EXTRACT TO READ =
----

The fatigue cycling test depicted in Fig. 2i is paramount in confirming the mechanical and electrical robustness of the sensor due to the intrinsic brittleness of the silicon material, and the accumulation of strain during mechanical deformation. The test result of the sensor withstanding up to 1000 bending cycles with bending radii ranging from 16.5 to 9 mm shows negligible changes in the output voltage (Fig. 2j and Supplementary Fig. 6). Here, the calculated strain (εcal = V (output voltage)/1.8 (longitudinal voltage GF) at each bending radius, ranging from 9 to 16.5 mm, along with the corresponding bending strain (ε, refer to Eq. 5 in “Methods” section) match the results (εmax Au and εmax Si) from the finite element analysis (FEA) modeling (Supplementary Fig. 7a, b). The FEA indicates that the minimum bending radius before reaching the fracture limits of silicon and gold is less than 1 mm, which is well beyond the range of bending radius under normal operating conditions (e.g., 16.5–9 mm). When the piezoresistive structure is under bending deformation, the maximum strain in the gold interconnects, well below its fracture threshold, occurs at the junction between the gold interconnect (εmax Au) and Si piezoresistor (εmax Si) as detailed in Fig. 2k and Supplementary Fig. 7c, respectively. The mechanically robust construction and electrically reliable operation comply with previous sensors tested using a similar sensing element and substrate12,19,20.

Deep learning-aided data regression

The output signal from the sensor (Fig. 3a) yields a non-linear response to the magnitude of the exerted physical external stimuli of the force gauge (Mark-10) and varies between the different hardness of the target substrate where the sensor is attached. Due to unpredictable outputs measured in the nonlinear response regime, most of the conventional sensors suffer from a limited operation range where only a simple and linear relationship can be determined for specific parameters (e.g., magnitudes of pressure, bending, stretching) without ambiguity (Fig. 3a). Here, when the sensor attached to six distinct substrates of different hardness (hardness of shore A; 4, 8, 38, 58, 64, 69) is subject to an external normal force, the device yields a non-linear response as depicted in Fig. 3b, where the hardest substrate (shore A 69) produces the slope of 21 Ω/Pa from 0 to 0.1 kPa and 4 Ω/Pa from 0.1 to 1 kPa.

----

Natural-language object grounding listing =
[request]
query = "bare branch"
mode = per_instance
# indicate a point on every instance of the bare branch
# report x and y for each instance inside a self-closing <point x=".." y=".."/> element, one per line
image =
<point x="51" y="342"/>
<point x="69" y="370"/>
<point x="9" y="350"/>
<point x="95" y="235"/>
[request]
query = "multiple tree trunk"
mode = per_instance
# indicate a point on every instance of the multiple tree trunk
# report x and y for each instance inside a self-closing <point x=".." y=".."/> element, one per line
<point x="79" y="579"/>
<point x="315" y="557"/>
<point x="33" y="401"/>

----

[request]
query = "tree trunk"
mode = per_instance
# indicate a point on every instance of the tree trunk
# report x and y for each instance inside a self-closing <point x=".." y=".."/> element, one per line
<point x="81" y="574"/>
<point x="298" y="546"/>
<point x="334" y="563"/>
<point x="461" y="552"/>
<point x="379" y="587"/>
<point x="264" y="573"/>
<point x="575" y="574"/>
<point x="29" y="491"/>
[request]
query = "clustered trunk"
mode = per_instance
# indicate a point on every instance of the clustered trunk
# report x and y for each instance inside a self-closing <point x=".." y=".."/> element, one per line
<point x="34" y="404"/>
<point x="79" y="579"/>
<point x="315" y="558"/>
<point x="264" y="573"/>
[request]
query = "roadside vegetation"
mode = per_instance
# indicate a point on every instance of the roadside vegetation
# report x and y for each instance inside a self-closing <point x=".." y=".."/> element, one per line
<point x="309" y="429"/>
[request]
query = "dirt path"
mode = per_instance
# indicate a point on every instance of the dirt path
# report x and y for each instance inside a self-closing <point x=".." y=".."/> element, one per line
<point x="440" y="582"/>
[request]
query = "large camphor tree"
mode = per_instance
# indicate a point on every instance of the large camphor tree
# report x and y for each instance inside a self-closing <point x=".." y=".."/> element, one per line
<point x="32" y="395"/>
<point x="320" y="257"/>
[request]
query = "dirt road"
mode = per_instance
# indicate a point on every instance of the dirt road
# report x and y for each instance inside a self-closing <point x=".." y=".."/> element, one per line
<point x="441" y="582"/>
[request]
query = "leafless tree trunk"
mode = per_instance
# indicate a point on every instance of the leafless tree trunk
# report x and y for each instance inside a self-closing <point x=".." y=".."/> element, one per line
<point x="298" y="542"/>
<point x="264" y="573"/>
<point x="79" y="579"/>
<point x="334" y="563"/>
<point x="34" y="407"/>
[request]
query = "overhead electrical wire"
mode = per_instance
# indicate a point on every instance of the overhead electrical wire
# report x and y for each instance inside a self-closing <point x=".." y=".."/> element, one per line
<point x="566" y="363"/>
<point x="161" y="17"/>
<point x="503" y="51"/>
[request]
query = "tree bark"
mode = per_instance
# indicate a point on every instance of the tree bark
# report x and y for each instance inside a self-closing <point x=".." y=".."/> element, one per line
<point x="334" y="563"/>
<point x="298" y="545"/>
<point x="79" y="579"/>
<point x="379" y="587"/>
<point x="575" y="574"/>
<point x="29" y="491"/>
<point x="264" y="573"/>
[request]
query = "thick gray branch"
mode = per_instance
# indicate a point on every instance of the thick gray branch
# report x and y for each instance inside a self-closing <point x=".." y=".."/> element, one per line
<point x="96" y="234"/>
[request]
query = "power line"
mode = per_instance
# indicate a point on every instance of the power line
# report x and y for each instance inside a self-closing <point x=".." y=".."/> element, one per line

----

PROBLEM DESCRIPTION = Extend the excerpt on the flexible silicon sensor's bending tests and substrate-dependent response, picking up after its final sentence. The listing stands apart from the text and has no connection to it.

REPLY =
Fig. 3: Deep learning-aided data regression.
figure 3

a Illustration of the sensor deformation as the attached elastomer bends due to external stimuli. b The relationship between the three parameters (i.e., stimulus magnitude, substrate hardness, and sensor output), where separate colors are used for the hardness of the distinct substrates. c The overall structure of our model shows a stacked hierarchy with initial and final dense layers, and five block operations (details shown in c). Input for block operation: ‘Input 1’ from the feature maps of the previous layer, and ‘Input 2’ from the feature maps of all the preceding layers, except ‘Input 1’. d Conventional implementation of block operation, where each group consists of divided input 1 and whole input 2 for the group dense operation. e Customized implementation of block operation, where input 1 and input 2 are placed in group dense and general dense operation, respectively. Same size outputs from each operation are added for the final output. f Epoch-loss graph of the training and validation sets for the prediction of substrate hardness from the given sensor output and mechanical stimulus. g Epoch-loss graph of the training and validation sets for the prediction of sensor output from the given hardness and mechanical stimulus. h Scatterplot of the true and prediction value of the test set for substrate hardness. i Scatterplot of the true and prediction value of the test set for sensor output.

To address and overcome these limitations, we employed a deep learning-aided data processing technique, where a deep neural network serves as a nonlinear function approximator that speculates unknown nonlinear parameters by accessing and employing known conditions into its prediction value. In this scenario, a simple sequence of fully connected layers (i.e., a conventional vanilla deep regression model) is not optimal for the training of complex relations and its tasks due to the dilution of early-stage information and the deluge of these data as the model deepens and widens26,27 (Supplementary Fig. 8). In order to resolve the issue of information dilution, we developed a customized architecture based on the stacking structure of the DenseNet model28. Each layer in this model accepts the inputs of the preceding layers’ feature maps while also passing on its own feature maps to the subsequent layers as their respective inputs. By applying this structure to a network with L layers, the number of connections between layers increases from L to \(\frac{{{{{\mathrm{L}}}}({{{\mathrm{L}}}} + 1)}}{2}\). This result reinforces the gradient flow, thus preventing the dilution of early-stage information. Furthermore, our model is able to regulate the overflow of information by configuring the custom-group dense operation to independently conduct each group of input features, similar to group convolution29. This establishment of an independent structure of the group dense operation accommodates each group to focus on different patterns in the input signal, preventing the overflow of information.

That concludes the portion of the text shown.